→ Challenges:
1. In the essay on gun violence, render the sentence "As a democracy, we encourage civic participation in elections and the policymaking process." in Spanish.
2. Resume the essay on gun violence after its final sentence, adding one paragraph in the same voice.
╭─ Document excerpt
University of Notre Dame
Kroc Institutde for International Peace Studies

Gun violence has become ubiquitous in the United States; when you mention a recent mass shooting, you need to clarify which one. How does our country allow for this? What kind of a country fails to provide the most basic of all needs – security?

The answer is complex, far exceeding a discussion of rights associated with the Second Amendment. Rather, the core issue is that powerful individuals put profit above lives, recognizing that there is a massive, profitable market for guns in a country where owning them is considered a basic right.[1] As a democracy, we encourage civic participation in elections and the policymaking process. We can make political donations and meet with our elected members. In an increasingly unequal society, wealthier organizations have a greater ability to do both. The gun lobby has recognized this and mastered the art of lobbying against gun reform and bankrolling Republican candidates for Congress.[2]  Capturing a party in Congress has stalled most meaningful gun legislation, with few exceptions.[3]

The reality of gun violence in America is not limited to the mass shootings we see in the news. It happens every day in communities across the nation, especially in low-income communities of color. In 2021 alone, the United States experienced more than 21,000 deaths from gun-related homicides.[4]  In recent years, we have experienced an increase in violence across urban centers in the United States, including a 30 percent increase in murders in some areas.[5]  It is no surprise that communities are frustrated, and an instinctual societal response to rising crime has been to call for more armed policing. Without critical assessment, reactive policies can double down on the current profiling and over-policing of communities that have been in place since the 90s. This approach does not work as a whole.[6] More needs to be done at the policy level than simply funding the police.[7]

This is why we are so proud at the Notre Dame College Democrats to be going to Washington, D.C. this March to learn and train on community violence interruption programs with the Friends Committee on National Legislation, a Quaker-based and peace-oriented advocacy group. The Friends are asking the 118th Congress to dedicate millions of dollars in federal appropriations funding to community violence interrupters. The Friends argue that violence interrupters succeed because they “de-escalate violence before it happens, reducing the need for police intervention” and diverting the need for militarized, often fatal, police force.[8] These programs–grounded in scholarship and community wisdom–can target the root causes of gun violence and cultivate the environment for “lasting change,” in large part because the programs are almost always endogenous to a community.[9] We will educate ourselves on gun violence and solutions, train in effective policy advocacy, and discuss the issue with members of Congress. As Democrats, we recognize the violence brought about by reckless gun laws and economic oppression. And while we sympathize with the desire to combat rising crime, we urge caution against falling back into discriminatory and wasteful practices that might only take more lives. This is why we support the Friends’ initiative to urge Congress to support community violence interrupters.
╰─
╭─ Provided information
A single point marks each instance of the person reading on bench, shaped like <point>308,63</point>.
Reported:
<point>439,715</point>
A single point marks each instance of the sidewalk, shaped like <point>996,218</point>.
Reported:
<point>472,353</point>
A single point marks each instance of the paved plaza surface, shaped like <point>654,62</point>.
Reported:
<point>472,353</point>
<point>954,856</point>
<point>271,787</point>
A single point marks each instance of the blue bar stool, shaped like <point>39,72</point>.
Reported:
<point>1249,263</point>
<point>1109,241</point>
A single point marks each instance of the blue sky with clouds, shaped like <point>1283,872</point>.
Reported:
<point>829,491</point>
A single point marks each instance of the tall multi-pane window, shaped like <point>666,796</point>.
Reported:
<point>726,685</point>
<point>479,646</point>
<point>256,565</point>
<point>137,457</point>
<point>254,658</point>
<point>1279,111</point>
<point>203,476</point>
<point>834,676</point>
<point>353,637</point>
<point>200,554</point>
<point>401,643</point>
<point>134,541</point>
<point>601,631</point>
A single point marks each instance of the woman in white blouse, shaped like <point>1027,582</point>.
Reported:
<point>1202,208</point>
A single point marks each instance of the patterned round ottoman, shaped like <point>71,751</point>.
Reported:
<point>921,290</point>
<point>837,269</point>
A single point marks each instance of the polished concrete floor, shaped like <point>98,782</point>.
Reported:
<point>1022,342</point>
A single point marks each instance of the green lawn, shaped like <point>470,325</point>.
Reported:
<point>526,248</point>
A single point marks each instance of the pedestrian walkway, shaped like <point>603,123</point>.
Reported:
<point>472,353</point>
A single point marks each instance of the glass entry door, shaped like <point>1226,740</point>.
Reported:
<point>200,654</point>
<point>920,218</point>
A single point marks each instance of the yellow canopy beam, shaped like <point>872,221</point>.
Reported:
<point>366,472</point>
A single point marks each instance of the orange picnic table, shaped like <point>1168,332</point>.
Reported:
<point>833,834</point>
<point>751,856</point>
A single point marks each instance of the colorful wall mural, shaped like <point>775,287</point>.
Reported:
╰─
→ Answers below:
1. Como democracia, fomentamos la participación cívica en las elecciones y en el proceso de formulación de políticas.

2.
Community gun violence interrupters seek to end community cyclical violence. They serve as mediators during conflicts. They “connect at-risk individuals to services such as recreation, job training, financial literacy, entrepreneurship, and more to mitigate and prevent violence before it takes place,”[10] addressing the root causes of crime and violence in communities. This contributes to a safer and more just community in the long term. Last year, representatives from Safe Streets of Catholic Charities of Baltimore testified before the Senate, addressing the root causes of violence that create safer communities. Violence interrupters can work in different ways and employ diverse methods, but one thing is always present: community connections.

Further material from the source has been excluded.